-------- WORKING DATA

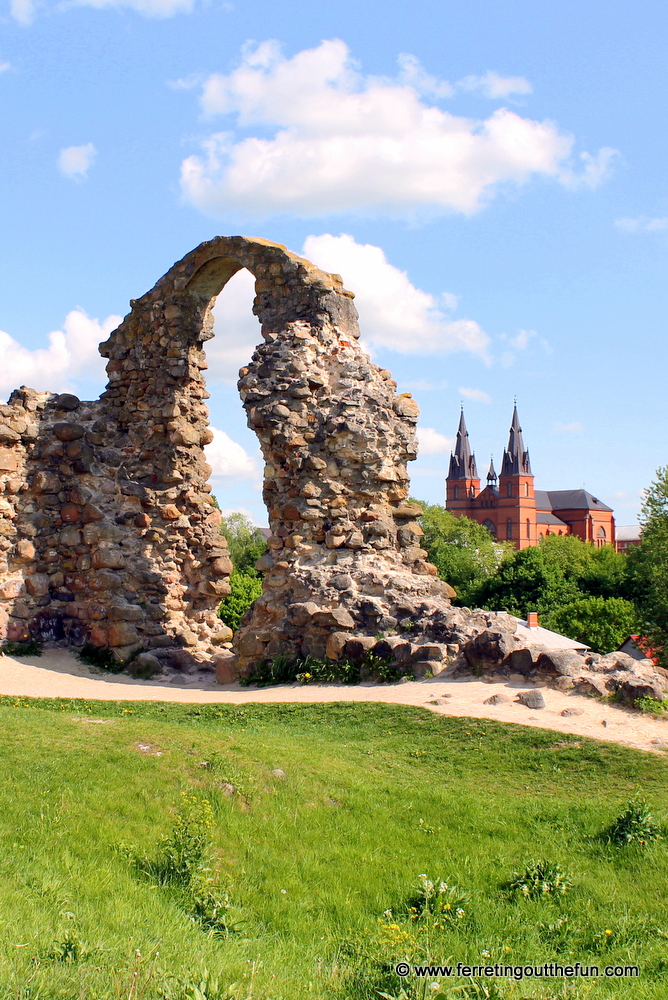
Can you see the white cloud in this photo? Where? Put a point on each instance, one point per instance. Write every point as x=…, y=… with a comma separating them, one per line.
x=643, y=224
x=432, y=442
x=596, y=170
x=74, y=162
x=412, y=72
x=476, y=395
x=494, y=86
x=393, y=313
x=348, y=142
x=24, y=11
x=72, y=354
x=228, y=459
x=237, y=330
x=150, y=8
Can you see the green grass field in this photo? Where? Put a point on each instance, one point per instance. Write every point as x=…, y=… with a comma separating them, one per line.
x=320, y=866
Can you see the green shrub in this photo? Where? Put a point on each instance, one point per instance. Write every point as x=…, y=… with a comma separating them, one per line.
x=438, y=901
x=635, y=825
x=245, y=590
x=539, y=879
x=602, y=623
x=245, y=541
x=69, y=949
x=183, y=865
x=182, y=855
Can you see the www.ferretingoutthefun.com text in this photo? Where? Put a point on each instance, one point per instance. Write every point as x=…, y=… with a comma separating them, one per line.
x=548, y=970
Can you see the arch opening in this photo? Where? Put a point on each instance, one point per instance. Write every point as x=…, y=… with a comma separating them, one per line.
x=138, y=536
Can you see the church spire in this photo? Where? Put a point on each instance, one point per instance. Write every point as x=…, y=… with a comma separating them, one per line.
x=515, y=457
x=462, y=460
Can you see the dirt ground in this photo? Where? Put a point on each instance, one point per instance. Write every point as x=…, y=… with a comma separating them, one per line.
x=58, y=674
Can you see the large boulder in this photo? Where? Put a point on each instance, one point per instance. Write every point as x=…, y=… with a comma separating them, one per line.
x=562, y=662
x=489, y=649
x=640, y=687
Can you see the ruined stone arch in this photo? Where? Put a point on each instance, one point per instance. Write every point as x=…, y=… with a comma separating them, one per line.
x=127, y=508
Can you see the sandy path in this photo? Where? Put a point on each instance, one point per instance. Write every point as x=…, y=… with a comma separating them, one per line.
x=58, y=674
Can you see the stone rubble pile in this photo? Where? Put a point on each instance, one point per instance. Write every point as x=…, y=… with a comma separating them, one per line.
x=500, y=652
x=108, y=531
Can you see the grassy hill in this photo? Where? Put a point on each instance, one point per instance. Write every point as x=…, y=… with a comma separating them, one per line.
x=301, y=886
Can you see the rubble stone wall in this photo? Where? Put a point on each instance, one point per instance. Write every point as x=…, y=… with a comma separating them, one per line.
x=107, y=529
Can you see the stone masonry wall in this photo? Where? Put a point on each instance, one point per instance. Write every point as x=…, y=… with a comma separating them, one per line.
x=107, y=530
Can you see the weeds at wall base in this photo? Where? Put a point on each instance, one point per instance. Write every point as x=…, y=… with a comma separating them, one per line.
x=29, y=648
x=286, y=670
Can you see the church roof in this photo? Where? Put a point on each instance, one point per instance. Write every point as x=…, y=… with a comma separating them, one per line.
x=544, y=517
x=462, y=460
x=568, y=500
x=515, y=457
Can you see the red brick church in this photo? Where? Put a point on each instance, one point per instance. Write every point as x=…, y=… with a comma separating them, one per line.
x=509, y=506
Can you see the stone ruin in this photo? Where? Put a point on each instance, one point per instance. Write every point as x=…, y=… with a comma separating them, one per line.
x=108, y=533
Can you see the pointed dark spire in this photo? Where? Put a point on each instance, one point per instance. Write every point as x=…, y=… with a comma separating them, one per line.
x=462, y=460
x=515, y=457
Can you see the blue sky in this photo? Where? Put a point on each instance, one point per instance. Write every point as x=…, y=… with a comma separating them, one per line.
x=489, y=178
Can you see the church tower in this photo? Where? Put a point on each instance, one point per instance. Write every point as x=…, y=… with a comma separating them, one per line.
x=463, y=483
x=517, y=503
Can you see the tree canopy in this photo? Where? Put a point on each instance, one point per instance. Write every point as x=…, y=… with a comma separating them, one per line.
x=464, y=552
x=648, y=567
x=245, y=540
x=579, y=590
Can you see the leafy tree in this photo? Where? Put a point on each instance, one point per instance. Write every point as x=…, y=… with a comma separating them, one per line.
x=246, y=542
x=527, y=581
x=599, y=622
x=648, y=567
x=245, y=590
x=600, y=572
x=464, y=552
x=561, y=570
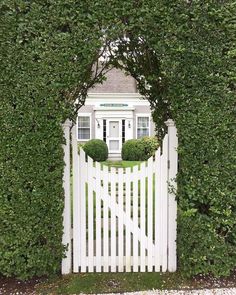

----------------

- **ASSIGNMENT**: Retype the entries above word for word, minus any images.

- **RESULT FOR THIS TASK**:
Can you see the white cloud in this photo? Where? Put a point on each instance, one point per instance. Write every point as x=…, y=… with a comma separating them, one per line.
x=643, y=224
x=432, y=442
x=596, y=170
x=74, y=162
x=412, y=72
x=476, y=395
x=494, y=86
x=393, y=313
x=348, y=142
x=24, y=11
x=72, y=354
x=228, y=459
x=237, y=330
x=150, y=8
Can you see the green grass field in this photo? Where? Put a point on each instance, one point per instance. Write every point as x=…, y=… with a comma separating them, one per line.
x=320, y=866
Can you see the green shrub in this photo? Where? Put a point on each instance, one point per instance. Write every point as x=…, y=… with a comma separating them, one per line.
x=438, y=901
x=635, y=825
x=245, y=590
x=539, y=879
x=602, y=623
x=245, y=541
x=69, y=949
x=183, y=865
x=182, y=855
Can you see the www.ferretingoutthefun.com text in this photo? Where? Put a point on each instance, one point per instance. Write every point as x=…, y=… with a comma separating them, one per line.
x=548, y=970
Can you see the arch opening in this photo? Where? Put a point on each instance, one point per instance. Write every point as x=…, y=… with a comma separating them, one per line.
x=138, y=536
Can you see the church spire in this photo? Where? Put a point on each instance, one point per instance. Write every point as x=…, y=… with a comma separating them, one per line.
x=515, y=457
x=462, y=460
Can you see the dirt ground in this photo? Where? Put a point on each instance, one point per instance. Write every point as x=…, y=… with a comma separating them, one per line.
x=58, y=674
Can you see the large boulder in this photo? Where? Put a point on each instance, one point per instance. Write every point as x=…, y=… with a comma separating them, one per line.
x=562, y=662
x=489, y=649
x=640, y=687
Can you see the ruined stone arch in this photo? Where? Put a point on each instance, one point per instance. Write every point as x=…, y=… with a comma separating them, one per line.
x=127, y=508
Can you see the sandy path in this photo? Where? Put a point on each instance, one point per instance. Write every point as x=…, y=… with a comma separating them, one per line.
x=58, y=674
Can you see the stone rubble pile in this photo? Where? Put a point on each instance, one point per instance. Write every point as x=…, y=… with a comma separating them, one per line.
x=500, y=652
x=108, y=531
Can you see the grassy hill in this photo? Where? Put a point on each instance, one point per instance. Write every point as x=…, y=… with a comma separating them, one per line.
x=301, y=886
Can you see the rubble stone wall in this photo? Where? Put a point on each instance, one point per instance. Write every point as x=…, y=… with a comma separating them, one per line.
x=107, y=529
Can you see the stone masonry wall in this photo? Where? Put a point on each instance, one point per instance. Write every point as x=…, y=… with a comma separating them, one per line.
x=107, y=530
Can you see the weeds at wall base in this photo? Where? Put a point on each instance, one point per instance. Write every point as x=…, y=… with a comma separating them, one per line.
x=29, y=648
x=286, y=670
Can you see the church roof in this photo? Where? Put a point on each instance, one point per instance. Write every point as x=…, y=… with a comma separating them, one per line.
x=544, y=517
x=462, y=460
x=568, y=500
x=515, y=457
Can you see the red brick church in this photo? Where? Put a point on each instance, one point per instance. Write every point as x=…, y=… with a comma separating them, one per line.
x=509, y=506
Can you see the stone ruin in this photo? Where? Put a point on each instance, one point per instance. Write every point as x=…, y=… with a comma separating them, one per line.
x=108, y=533
Can you see the pointed dark spire in this photo? Where? Put a point on each instance, one point per instance. Write every point as x=…, y=… with a comma separating them, one per line.
x=462, y=460
x=515, y=457
Can you see the blue sky in this photo? Where? Put a point on each instance, one point per instance. Write every point as x=…, y=… with a comma separating them, one per line.
x=489, y=178
Can you see the church tower in this photo? Where? Put a point on each instance, one point per instance. Write every point as x=…, y=… with a comma separating them, one per line.
x=463, y=483
x=517, y=503
Can you see the tree canopy in this photo? Where? Put a point on each instance, one point per instance. Write every point as x=…, y=… with a comma separating them, one per line.
x=464, y=552
x=648, y=567
x=245, y=540
x=579, y=590
Can you see the leafy tree in this photo? Where? Put a point on each instance, one point per instance. Write every point as x=…, y=… with a comma separating them, one per line.
x=246, y=542
x=527, y=581
x=599, y=622
x=648, y=567
x=245, y=590
x=600, y=572
x=464, y=552
x=561, y=570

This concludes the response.